## Work required
Can you quote every line of the listing below verbatim, leaving the pictures out of your answer?

--- Available records ---

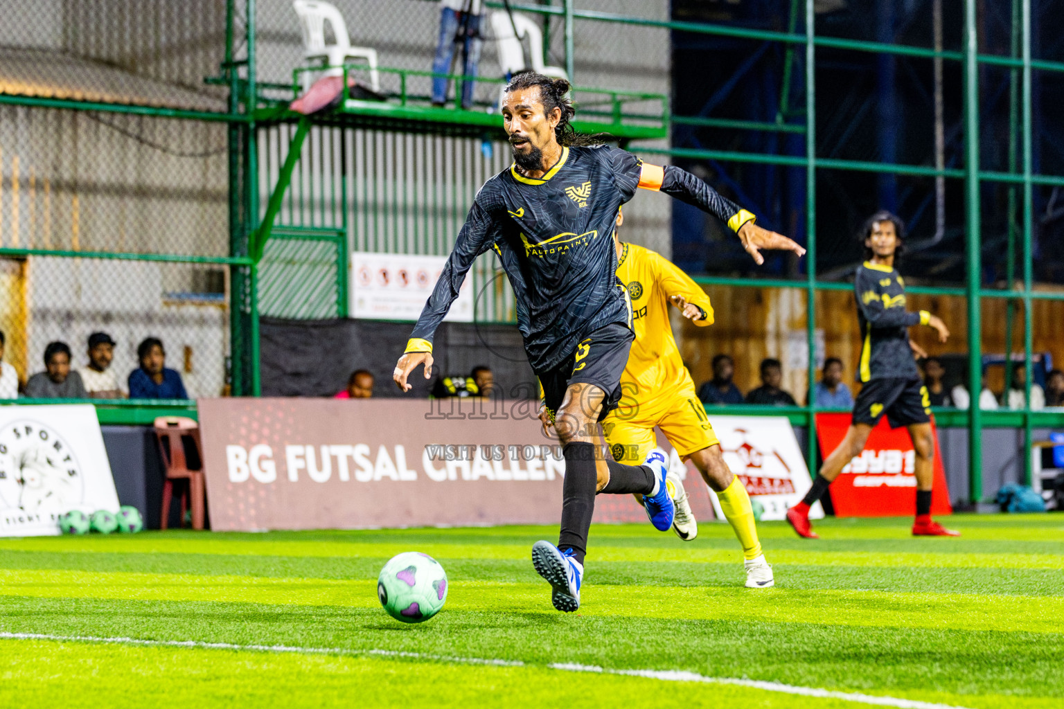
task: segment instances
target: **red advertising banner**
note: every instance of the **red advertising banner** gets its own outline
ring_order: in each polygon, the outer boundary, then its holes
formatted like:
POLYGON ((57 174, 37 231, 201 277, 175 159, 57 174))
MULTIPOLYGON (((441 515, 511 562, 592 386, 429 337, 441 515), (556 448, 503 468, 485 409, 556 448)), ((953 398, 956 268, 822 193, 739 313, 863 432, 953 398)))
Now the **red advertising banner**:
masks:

---

## Exercise output
task: segment instances
target: **red advertising banner**
note: every instance of the **red advertising banner** gets its own outline
ring_order: in each polygon, the outer boundary, then its holes
formatted like:
POLYGON ((57 174, 37 231, 201 277, 175 159, 57 174))
MULTIPOLYGON (((441 515, 511 562, 592 386, 429 337, 441 515), (556 448, 503 468, 485 409, 556 448)), ((953 398, 956 268, 822 193, 739 313, 863 432, 953 398)))
Now the **red advertising banner**:
masks:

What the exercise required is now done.